EXERCISE PROMPT:
State how many lines in the items below contain the string "branch", matching case exactly. Reply with the number alone.
##### PROVIDED MATERIAL
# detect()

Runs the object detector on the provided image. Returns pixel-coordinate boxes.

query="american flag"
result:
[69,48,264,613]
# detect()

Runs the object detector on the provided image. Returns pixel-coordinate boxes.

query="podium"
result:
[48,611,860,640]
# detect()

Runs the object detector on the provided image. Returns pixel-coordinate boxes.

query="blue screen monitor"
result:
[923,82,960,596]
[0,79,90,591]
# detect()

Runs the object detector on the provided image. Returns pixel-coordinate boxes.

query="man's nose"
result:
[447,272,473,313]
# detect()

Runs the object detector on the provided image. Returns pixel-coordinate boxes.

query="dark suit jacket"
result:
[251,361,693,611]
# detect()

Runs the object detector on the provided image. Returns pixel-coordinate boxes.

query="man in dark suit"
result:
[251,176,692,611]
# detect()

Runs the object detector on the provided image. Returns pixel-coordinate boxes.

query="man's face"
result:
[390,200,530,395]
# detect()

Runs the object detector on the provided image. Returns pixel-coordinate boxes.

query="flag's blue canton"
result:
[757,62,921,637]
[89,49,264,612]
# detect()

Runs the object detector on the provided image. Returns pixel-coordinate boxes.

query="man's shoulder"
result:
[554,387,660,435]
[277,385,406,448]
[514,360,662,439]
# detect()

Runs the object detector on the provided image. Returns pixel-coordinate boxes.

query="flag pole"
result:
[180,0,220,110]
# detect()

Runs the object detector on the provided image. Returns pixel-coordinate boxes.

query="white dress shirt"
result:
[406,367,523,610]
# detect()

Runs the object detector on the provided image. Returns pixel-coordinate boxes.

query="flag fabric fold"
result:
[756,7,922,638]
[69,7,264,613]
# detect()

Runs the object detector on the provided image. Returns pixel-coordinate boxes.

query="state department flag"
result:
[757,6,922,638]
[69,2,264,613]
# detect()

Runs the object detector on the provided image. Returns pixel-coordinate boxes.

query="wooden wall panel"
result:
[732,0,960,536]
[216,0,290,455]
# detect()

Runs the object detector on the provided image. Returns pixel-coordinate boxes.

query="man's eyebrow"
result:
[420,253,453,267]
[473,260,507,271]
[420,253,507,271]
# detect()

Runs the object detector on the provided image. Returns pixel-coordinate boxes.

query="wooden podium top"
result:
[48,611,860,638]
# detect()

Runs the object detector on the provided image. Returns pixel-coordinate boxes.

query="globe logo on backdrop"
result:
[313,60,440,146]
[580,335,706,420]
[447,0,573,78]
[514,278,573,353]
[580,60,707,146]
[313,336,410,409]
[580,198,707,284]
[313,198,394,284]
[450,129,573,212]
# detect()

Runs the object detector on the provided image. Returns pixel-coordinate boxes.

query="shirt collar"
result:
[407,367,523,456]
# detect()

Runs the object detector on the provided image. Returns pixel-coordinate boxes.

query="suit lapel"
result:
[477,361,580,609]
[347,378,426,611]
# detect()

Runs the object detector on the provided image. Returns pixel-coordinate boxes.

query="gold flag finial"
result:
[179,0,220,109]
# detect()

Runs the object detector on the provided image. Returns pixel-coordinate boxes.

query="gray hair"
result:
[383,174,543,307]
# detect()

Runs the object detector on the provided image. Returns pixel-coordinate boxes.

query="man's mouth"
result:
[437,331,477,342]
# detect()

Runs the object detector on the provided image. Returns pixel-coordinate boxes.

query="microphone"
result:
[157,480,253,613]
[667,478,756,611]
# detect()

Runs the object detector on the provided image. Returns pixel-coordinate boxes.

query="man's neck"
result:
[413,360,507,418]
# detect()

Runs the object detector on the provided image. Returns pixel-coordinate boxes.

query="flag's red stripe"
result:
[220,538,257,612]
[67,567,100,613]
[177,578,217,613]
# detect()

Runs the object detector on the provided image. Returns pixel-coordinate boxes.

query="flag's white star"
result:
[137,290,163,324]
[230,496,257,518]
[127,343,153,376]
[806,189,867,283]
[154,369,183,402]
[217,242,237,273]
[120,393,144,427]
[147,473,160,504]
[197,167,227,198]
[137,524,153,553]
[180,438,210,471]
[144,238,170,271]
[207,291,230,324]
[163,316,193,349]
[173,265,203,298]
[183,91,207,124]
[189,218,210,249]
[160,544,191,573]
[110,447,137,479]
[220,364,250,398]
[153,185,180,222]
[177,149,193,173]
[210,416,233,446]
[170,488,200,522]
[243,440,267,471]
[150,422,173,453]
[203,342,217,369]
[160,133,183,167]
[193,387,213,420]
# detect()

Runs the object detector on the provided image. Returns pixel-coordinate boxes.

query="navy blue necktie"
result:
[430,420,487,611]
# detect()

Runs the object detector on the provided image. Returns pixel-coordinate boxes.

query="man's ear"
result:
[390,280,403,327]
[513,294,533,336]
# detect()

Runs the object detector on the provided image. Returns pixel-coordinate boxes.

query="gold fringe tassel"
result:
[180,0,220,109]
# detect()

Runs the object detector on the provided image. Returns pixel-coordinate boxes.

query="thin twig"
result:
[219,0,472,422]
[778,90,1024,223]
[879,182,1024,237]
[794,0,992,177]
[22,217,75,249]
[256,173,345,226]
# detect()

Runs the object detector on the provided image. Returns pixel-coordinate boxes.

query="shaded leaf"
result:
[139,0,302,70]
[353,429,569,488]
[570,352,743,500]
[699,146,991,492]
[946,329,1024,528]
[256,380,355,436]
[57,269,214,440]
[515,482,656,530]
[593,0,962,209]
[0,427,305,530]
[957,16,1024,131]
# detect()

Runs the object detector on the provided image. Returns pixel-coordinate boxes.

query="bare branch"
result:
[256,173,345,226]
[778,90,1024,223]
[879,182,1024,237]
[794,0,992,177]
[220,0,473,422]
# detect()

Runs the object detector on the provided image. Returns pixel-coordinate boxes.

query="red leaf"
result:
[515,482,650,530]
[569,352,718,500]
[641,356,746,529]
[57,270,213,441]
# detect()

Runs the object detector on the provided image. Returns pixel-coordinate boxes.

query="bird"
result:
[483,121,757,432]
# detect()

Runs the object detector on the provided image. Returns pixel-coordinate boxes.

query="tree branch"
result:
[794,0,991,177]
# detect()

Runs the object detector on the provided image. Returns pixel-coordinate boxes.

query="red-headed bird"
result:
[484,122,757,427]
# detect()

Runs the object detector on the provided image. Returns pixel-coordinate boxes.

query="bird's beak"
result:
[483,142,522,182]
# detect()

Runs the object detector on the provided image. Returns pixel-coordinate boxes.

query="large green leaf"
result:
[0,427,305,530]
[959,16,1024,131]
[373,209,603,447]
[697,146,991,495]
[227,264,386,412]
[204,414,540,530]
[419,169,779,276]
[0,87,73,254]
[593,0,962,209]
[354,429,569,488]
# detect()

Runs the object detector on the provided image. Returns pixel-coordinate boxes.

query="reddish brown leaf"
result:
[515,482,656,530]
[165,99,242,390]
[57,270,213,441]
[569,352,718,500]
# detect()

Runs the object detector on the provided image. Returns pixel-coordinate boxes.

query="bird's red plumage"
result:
##########
WRITTEN RESPONSE:
2